1 ...8 9 10 12 13 14 ...28 Die jüdische Seite Jesu wurde zwar nicht getilgt, aber doch hintangestellt. Bis auf wenige Stellen wurde in den Evangelien ignoriert, dass er sich nur für das Volk Israel zuständig fühlte. Eine Gegnerschaft zu den Römern durfte nicht mehr zum Vorschein kommen. So entstand zum Beispiel die Geschichte im Matthäusevangelium, in der er den Knecht (Sklaven) des römischen Hauptmannes heilt. 20Hier wurden zwei Fliegen mit einer Klappe geschlagen.
Einmal wurde Jesus als Freund der Römer hingestellt; zum anderen waren viele Sklaven Anhänger der neuen Bewegung. Diesen wurde verdeutlicht, dass die Zuwendung Jesu auch ihnen galt.
Die Juden werden dagegen, vor allem bei Matthäus, sehr nachteilig geschildert wie zum Beispiel mit diesem unseligen Satz: Und alles Volk antwortete und sprach: „Sein Blut komme über uns und über unsere Kinder!“ 21
Wie können wir nun aus diesem Durcheinander von Darstellungen glaubhafter und unwahrscheinlicher Ereignisse, verschiedener Meinungen, antiker Mythen, Irrtümern, betrügerischer Schriften, Einfügungen und vorgetäuschter Autorenschaften die historische Gestalt Jesu und die Motive seines Handelns rekonstruieren?
Die Exegese benutzt für ihre Forschung fast ausschließlich die schriftlichen Überlieferungen der damaligen Zeit sowie auch archäologische Entdeckungen und zieht daraus ihre Schlüsse vor dem Hintergrund unseres heutigen, materialistischen, entmythologisierten Weltbildes.

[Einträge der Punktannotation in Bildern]
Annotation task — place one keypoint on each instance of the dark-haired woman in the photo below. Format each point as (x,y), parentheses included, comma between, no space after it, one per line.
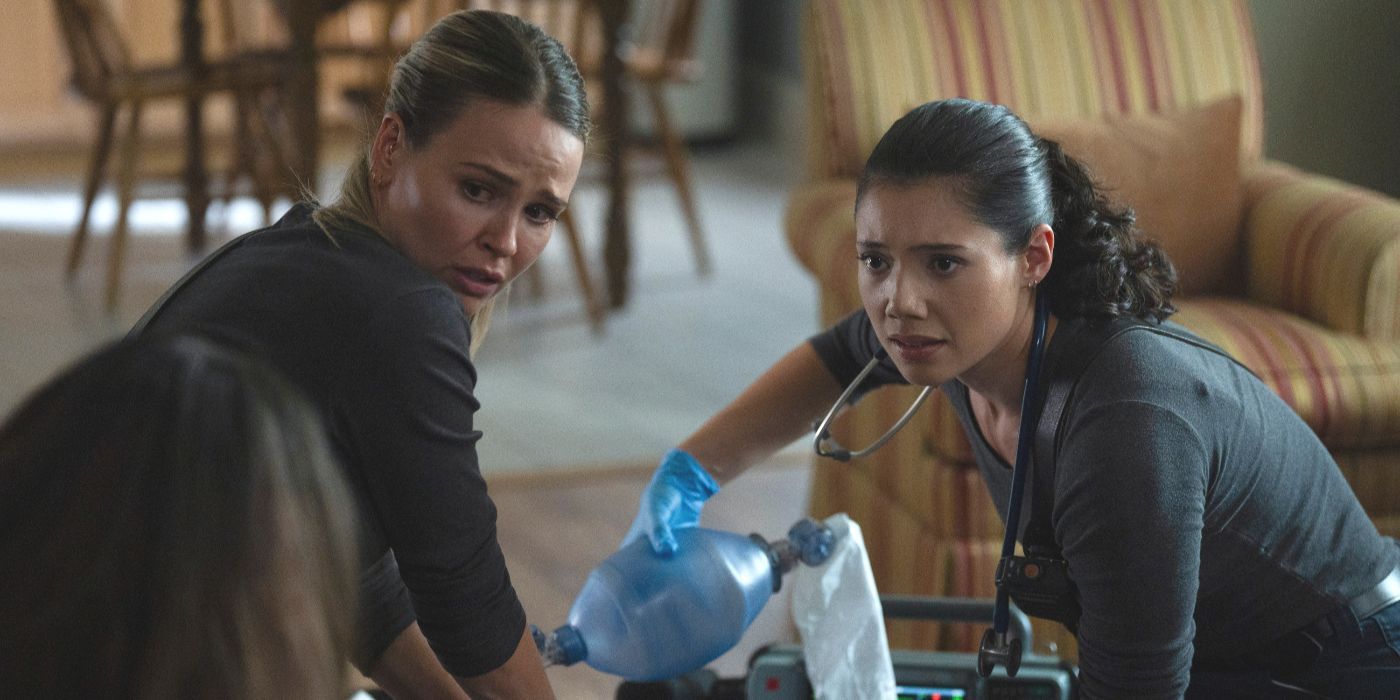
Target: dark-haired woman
(1215,548)
(374,304)
(172,524)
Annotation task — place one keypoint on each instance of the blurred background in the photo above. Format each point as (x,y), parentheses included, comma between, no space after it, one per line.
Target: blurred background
(674,290)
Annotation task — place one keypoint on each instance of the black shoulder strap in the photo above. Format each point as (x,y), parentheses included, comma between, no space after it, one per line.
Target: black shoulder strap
(1080,350)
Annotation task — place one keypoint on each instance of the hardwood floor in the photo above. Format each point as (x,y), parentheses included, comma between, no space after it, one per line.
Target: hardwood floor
(556,398)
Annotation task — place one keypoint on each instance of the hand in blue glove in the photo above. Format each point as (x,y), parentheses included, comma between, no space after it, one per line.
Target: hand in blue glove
(671,501)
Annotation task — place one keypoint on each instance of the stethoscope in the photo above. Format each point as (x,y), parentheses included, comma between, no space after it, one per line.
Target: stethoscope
(997,646)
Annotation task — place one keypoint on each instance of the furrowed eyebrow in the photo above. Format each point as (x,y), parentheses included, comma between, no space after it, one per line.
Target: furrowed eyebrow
(555,200)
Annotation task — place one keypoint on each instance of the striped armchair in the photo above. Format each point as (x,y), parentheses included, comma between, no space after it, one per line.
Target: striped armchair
(1315,300)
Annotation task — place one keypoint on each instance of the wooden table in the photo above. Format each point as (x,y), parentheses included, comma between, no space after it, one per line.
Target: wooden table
(196,179)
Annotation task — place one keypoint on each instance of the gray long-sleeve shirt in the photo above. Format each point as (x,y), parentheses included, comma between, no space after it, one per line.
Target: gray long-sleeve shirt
(1199,514)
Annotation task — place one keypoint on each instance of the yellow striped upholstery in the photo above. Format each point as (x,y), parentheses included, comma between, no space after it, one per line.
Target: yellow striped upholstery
(1320,322)
(1323,249)
(872,60)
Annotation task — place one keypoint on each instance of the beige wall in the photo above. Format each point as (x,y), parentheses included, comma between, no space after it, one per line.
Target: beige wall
(1332,87)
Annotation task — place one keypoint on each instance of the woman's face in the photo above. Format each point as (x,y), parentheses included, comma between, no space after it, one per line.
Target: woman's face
(945,297)
(476,203)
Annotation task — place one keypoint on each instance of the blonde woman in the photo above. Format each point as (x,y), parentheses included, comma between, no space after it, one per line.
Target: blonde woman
(373,305)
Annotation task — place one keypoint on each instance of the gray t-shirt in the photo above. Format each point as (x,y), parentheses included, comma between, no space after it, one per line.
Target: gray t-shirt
(1199,514)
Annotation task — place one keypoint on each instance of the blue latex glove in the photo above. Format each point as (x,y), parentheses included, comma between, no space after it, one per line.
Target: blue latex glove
(671,501)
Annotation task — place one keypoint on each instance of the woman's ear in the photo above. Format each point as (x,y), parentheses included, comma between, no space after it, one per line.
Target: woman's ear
(388,144)
(1039,254)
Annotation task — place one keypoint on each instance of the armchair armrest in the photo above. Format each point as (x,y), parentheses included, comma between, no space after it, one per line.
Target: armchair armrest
(1323,249)
(821,231)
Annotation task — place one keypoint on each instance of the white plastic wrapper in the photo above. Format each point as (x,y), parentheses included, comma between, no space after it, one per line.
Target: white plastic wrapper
(837,613)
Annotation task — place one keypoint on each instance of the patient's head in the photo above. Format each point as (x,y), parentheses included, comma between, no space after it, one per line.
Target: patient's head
(171,525)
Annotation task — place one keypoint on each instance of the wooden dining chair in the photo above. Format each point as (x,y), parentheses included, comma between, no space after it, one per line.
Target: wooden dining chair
(104,73)
(660,52)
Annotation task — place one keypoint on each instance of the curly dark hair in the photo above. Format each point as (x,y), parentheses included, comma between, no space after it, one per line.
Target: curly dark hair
(1012,181)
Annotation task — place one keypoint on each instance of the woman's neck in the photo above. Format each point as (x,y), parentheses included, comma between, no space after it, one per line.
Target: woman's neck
(1000,378)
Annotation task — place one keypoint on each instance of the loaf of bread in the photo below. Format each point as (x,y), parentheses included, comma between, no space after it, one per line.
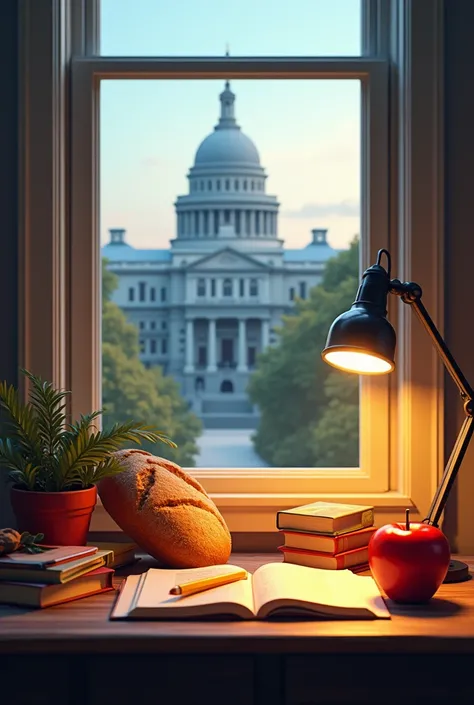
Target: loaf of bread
(165,511)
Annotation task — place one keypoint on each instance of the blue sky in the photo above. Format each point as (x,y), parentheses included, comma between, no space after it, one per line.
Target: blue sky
(307,132)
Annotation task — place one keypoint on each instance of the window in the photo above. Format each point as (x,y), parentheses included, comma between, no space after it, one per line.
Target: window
(227,287)
(369,67)
(201,287)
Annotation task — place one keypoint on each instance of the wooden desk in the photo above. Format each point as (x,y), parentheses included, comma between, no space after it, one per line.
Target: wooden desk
(422,655)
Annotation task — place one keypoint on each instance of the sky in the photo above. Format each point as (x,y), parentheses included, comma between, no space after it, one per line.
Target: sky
(307,132)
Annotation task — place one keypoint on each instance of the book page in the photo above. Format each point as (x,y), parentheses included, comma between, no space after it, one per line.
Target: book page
(337,593)
(154,598)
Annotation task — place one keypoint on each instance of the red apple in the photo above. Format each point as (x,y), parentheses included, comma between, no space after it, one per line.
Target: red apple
(410,564)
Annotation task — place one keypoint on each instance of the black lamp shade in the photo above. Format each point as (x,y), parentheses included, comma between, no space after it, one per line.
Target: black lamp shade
(367,336)
(362,340)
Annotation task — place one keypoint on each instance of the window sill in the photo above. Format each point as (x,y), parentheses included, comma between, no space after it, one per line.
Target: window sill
(255,513)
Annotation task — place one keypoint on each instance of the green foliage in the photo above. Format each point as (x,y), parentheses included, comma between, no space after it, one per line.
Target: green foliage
(129,390)
(309,411)
(46,452)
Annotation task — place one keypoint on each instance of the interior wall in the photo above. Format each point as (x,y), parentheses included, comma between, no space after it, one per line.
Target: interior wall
(459,220)
(8,211)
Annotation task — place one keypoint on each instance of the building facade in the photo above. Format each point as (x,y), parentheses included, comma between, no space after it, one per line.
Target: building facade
(208,306)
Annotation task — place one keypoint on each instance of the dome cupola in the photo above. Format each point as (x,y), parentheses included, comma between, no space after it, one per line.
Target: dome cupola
(227,144)
(227,198)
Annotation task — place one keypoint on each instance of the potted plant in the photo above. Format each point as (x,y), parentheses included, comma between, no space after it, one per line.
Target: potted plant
(55,463)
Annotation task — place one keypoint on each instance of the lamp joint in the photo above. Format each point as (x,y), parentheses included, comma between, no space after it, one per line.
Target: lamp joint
(409,292)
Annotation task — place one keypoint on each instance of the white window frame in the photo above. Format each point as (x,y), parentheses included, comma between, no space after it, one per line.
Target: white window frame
(401,74)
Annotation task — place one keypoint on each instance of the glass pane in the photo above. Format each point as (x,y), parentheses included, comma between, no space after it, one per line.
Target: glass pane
(246,28)
(229,214)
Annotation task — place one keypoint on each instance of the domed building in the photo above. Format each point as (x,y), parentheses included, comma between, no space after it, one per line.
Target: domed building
(207,306)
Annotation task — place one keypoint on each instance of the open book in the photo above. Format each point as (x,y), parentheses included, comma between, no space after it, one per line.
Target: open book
(275,589)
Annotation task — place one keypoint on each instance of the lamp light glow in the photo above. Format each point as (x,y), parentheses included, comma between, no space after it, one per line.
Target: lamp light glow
(360,362)
(363,341)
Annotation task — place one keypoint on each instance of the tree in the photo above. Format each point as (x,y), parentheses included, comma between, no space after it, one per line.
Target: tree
(130,391)
(309,411)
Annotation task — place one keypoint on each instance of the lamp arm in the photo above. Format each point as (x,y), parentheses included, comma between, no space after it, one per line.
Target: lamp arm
(450,472)
(411,293)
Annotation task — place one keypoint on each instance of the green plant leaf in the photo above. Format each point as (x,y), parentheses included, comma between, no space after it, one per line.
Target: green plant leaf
(44,452)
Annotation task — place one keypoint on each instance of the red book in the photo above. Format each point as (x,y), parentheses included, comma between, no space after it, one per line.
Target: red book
(328,544)
(317,559)
(43,595)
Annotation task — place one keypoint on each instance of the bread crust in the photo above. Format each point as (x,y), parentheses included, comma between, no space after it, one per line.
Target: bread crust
(165,511)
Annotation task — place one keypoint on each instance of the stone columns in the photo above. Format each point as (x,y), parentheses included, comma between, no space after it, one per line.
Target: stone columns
(252,223)
(266,290)
(211,345)
(201,224)
(189,366)
(242,359)
(265,324)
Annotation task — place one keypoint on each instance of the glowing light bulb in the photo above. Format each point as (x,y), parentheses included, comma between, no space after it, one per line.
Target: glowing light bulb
(359,362)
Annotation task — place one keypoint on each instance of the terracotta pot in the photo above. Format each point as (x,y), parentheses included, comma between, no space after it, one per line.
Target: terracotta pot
(63,517)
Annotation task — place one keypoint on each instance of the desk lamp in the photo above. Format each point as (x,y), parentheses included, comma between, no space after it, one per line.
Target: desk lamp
(362,340)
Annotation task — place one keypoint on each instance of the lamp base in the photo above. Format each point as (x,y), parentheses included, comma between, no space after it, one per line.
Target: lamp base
(458,572)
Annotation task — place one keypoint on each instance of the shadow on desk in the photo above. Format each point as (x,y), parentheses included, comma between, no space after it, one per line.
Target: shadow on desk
(436,607)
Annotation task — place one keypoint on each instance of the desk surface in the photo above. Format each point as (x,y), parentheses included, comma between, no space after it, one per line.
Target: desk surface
(445,624)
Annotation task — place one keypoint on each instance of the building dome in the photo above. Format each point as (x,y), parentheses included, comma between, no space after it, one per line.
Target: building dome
(229,146)
(227,198)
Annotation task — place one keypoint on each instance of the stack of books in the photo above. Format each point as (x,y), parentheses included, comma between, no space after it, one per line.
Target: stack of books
(58,574)
(327,535)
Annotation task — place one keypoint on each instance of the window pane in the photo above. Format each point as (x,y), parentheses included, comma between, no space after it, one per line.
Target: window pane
(247,283)
(247,28)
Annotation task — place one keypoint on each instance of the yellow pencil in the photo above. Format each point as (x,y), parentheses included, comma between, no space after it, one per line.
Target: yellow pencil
(206,583)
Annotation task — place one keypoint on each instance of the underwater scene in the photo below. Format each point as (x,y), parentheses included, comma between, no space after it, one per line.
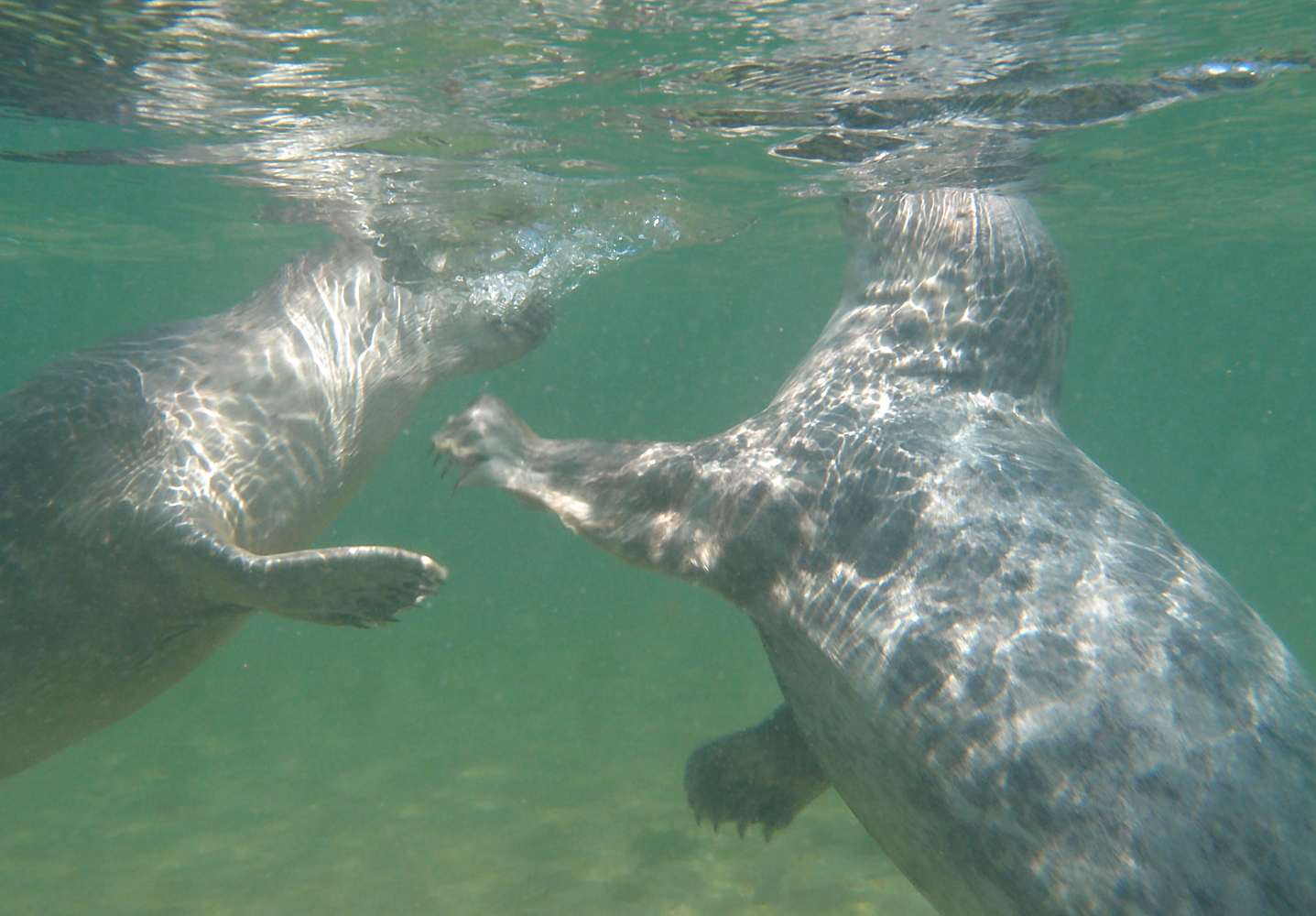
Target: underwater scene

AUFGABENLISTE:
1 – Schreibe bitte aus dem Text über den historischen Jesus den Abschnitt ab, der mit „Die Juden werden“ beginnt und sich bis einschließlich „seines Handelns rekonstruieren?“ fortsetzt.
2 – Wessen Knecht heilt Jesus laut dem Text über den historischen Jesus in der Geschichte im Matthäusevangelium?

ANTWORTEN JE AUFGABE:
1 –
Die Juden werden dagegen, vor allem bei Matthäus, sehr nachteilig geschildert wie zum Beispiel mit diesem unseligen Satz: Und alles Volk antwortete und sprach: „Sein Blut komme über uns und über unsere Kinder!“ 21
Wie können wir nun aus diesem Durcheinander von Darstellungen glaubhafter und unwahrscheinlicher Ereignisse, verschiedener Meinungen, antiker Mythen, Irrtümern, betrügerischer Schriften, Einfügungen und vorgetäuschter Autorenschaften die historische Gestalt Jesu und die Motive seines Handelns rekonstruieren?

2 – Den Knecht (Sklaven) des römischen Hauptmannes.